### Required work
Give back, word for word, only the lines from the opening of the records through the one with "Target: green hillside". Pictures stay out.

### Data for the task

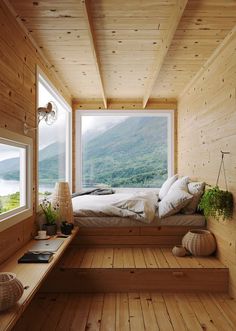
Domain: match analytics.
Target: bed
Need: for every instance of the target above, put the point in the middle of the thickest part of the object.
(95, 211)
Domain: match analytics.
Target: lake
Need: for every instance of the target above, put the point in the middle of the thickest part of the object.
(12, 186)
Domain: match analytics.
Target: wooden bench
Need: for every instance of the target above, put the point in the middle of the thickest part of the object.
(32, 276)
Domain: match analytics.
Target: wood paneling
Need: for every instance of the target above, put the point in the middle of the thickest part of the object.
(129, 37)
(131, 311)
(207, 117)
(18, 60)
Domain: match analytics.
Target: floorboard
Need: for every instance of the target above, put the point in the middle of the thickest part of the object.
(138, 257)
(129, 311)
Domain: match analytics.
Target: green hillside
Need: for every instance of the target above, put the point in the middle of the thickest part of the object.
(131, 154)
(50, 167)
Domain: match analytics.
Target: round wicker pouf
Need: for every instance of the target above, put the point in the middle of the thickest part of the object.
(199, 242)
(11, 290)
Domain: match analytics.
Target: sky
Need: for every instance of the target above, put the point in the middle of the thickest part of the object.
(8, 152)
(100, 123)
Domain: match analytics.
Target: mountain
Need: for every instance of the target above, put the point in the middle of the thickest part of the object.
(9, 165)
(131, 154)
(51, 150)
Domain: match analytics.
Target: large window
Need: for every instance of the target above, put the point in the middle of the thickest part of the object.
(15, 177)
(54, 141)
(124, 150)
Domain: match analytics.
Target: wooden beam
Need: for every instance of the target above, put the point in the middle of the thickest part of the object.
(210, 60)
(165, 44)
(89, 22)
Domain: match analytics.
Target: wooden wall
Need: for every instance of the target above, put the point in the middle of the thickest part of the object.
(18, 60)
(207, 125)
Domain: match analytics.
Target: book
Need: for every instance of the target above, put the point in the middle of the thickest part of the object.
(32, 257)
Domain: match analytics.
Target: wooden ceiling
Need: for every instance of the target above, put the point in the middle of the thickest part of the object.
(127, 49)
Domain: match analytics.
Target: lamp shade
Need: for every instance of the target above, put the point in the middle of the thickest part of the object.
(62, 200)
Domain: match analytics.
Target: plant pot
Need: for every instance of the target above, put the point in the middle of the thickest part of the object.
(11, 290)
(50, 228)
(199, 242)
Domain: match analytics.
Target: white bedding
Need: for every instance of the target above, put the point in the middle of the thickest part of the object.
(96, 210)
(141, 207)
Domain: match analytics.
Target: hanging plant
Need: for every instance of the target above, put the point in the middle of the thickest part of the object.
(217, 203)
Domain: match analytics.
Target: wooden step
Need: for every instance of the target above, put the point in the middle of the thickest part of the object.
(130, 312)
(158, 236)
(135, 269)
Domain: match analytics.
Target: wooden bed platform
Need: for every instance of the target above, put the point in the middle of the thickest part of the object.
(161, 236)
(122, 269)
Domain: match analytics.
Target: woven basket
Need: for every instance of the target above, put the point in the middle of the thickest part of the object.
(199, 242)
(62, 199)
(11, 290)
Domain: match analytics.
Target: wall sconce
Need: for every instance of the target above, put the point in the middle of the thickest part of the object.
(48, 114)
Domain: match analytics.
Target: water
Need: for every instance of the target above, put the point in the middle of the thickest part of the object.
(12, 186)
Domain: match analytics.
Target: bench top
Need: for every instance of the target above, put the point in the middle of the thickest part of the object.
(31, 275)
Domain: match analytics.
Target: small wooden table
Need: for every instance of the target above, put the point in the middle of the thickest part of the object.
(31, 275)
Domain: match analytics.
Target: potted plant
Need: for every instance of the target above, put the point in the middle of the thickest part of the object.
(217, 203)
(66, 227)
(51, 216)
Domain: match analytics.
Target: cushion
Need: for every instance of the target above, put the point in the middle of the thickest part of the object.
(197, 190)
(166, 186)
(176, 199)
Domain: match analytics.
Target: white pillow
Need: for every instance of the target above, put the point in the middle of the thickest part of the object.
(176, 198)
(197, 190)
(166, 186)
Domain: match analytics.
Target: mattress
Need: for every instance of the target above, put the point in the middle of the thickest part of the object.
(106, 221)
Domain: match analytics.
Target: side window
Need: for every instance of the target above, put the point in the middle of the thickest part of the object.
(15, 176)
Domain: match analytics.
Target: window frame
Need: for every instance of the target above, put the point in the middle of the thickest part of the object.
(121, 112)
(19, 214)
(43, 79)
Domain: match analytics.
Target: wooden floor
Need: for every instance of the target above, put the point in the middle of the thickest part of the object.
(127, 269)
(134, 258)
(130, 311)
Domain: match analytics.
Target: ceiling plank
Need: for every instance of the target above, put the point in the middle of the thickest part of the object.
(89, 22)
(164, 47)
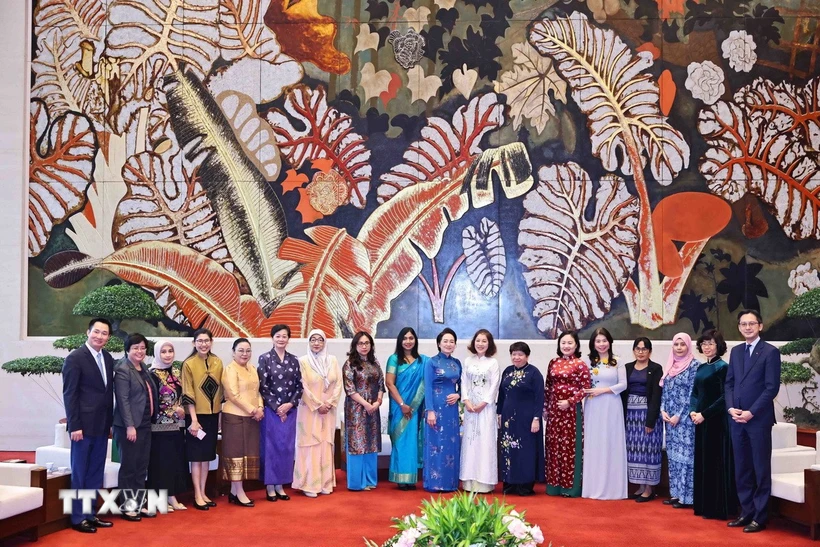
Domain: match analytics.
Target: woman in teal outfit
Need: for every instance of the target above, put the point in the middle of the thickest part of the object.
(405, 383)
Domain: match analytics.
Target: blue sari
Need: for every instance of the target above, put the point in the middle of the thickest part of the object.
(405, 434)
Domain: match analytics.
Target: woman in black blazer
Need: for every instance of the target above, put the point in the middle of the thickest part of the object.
(644, 434)
(136, 395)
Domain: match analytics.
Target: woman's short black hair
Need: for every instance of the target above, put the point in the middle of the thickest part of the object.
(523, 347)
(134, 339)
(574, 335)
(276, 328)
(715, 336)
(491, 349)
(400, 344)
(647, 343)
(447, 330)
(239, 341)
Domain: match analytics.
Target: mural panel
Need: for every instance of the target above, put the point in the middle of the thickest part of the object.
(646, 165)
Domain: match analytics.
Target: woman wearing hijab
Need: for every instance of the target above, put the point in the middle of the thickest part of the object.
(405, 383)
(316, 423)
(167, 468)
(677, 386)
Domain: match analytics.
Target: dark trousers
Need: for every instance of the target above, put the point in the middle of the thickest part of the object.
(87, 469)
(134, 458)
(752, 446)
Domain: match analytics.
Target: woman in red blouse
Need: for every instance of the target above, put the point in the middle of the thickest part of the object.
(567, 378)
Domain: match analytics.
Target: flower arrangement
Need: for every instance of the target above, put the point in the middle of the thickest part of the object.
(463, 521)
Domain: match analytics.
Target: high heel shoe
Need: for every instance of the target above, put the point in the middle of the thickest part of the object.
(235, 499)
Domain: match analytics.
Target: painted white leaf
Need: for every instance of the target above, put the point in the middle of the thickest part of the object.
(527, 87)
(575, 267)
(486, 258)
(621, 100)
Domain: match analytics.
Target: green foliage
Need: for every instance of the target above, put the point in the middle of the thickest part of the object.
(37, 366)
(461, 521)
(74, 341)
(794, 373)
(118, 302)
(802, 417)
(806, 305)
(801, 345)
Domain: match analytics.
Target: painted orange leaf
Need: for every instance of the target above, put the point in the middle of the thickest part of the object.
(667, 89)
(306, 35)
(418, 215)
(61, 166)
(336, 273)
(206, 292)
(293, 181)
(686, 217)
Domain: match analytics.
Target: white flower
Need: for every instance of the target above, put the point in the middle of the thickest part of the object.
(739, 50)
(803, 279)
(705, 81)
(537, 535)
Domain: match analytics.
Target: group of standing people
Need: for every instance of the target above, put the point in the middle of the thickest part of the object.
(587, 428)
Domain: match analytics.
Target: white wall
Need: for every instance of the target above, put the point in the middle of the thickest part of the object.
(27, 413)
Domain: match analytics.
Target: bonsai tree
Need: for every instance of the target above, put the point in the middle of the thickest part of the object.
(37, 367)
(802, 370)
(119, 302)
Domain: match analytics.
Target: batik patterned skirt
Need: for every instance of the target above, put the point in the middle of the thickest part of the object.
(643, 450)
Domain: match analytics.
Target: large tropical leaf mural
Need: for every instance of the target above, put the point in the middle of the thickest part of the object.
(524, 166)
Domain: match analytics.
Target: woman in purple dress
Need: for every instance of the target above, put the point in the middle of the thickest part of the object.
(280, 383)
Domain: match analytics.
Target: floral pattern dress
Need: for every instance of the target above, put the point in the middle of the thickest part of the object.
(363, 434)
(520, 399)
(567, 378)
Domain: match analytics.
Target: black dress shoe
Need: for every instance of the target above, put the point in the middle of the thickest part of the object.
(234, 499)
(99, 523)
(754, 527)
(85, 527)
(738, 522)
(131, 518)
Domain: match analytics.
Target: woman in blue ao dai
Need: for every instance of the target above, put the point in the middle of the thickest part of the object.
(442, 390)
(680, 430)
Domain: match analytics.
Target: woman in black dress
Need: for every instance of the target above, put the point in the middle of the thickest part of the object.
(520, 408)
(715, 495)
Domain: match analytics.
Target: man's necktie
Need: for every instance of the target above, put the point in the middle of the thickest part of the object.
(102, 368)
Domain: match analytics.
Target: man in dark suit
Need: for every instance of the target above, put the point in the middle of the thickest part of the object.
(88, 395)
(752, 383)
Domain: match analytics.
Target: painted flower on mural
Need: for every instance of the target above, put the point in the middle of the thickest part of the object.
(705, 81)
(327, 192)
(739, 50)
(803, 278)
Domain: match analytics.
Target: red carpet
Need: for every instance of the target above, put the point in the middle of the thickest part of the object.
(343, 518)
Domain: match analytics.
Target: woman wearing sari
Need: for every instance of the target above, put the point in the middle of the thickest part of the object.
(316, 424)
(405, 383)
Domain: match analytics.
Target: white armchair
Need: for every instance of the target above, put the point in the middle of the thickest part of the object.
(59, 454)
(21, 498)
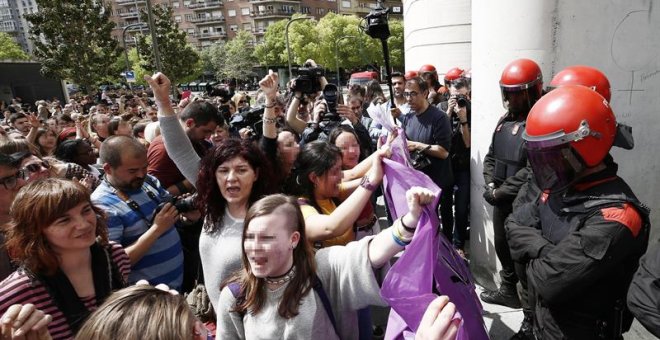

### Solution to this task
Domain: match analytics.
Target: bed
Need: for every instance of the target above, put the point in the middle of the thickest part of the object.
(95, 211)
Domain: match analytics.
Target: lake
Need: for every instance of the target above, put the point in the middle of the thickest part of the object.
(12, 186)
Domain: match analytics.
Target: wooden bench
Need: for every instance of the target above, put the point in the middle of the thickest part of the object.
(32, 276)
Domain: match analytics.
Target: wood paneling
Need: for every instance of the target above, put the point in the middle of the thickest part of the object.
(129, 37)
(131, 311)
(207, 117)
(18, 60)
Domain: match analytics.
Target: floorboard
Need: for every instance of the target above, put the point in the middle of the thickest part of the object.
(138, 257)
(129, 311)
Domain: match analytics.
Target: green hillside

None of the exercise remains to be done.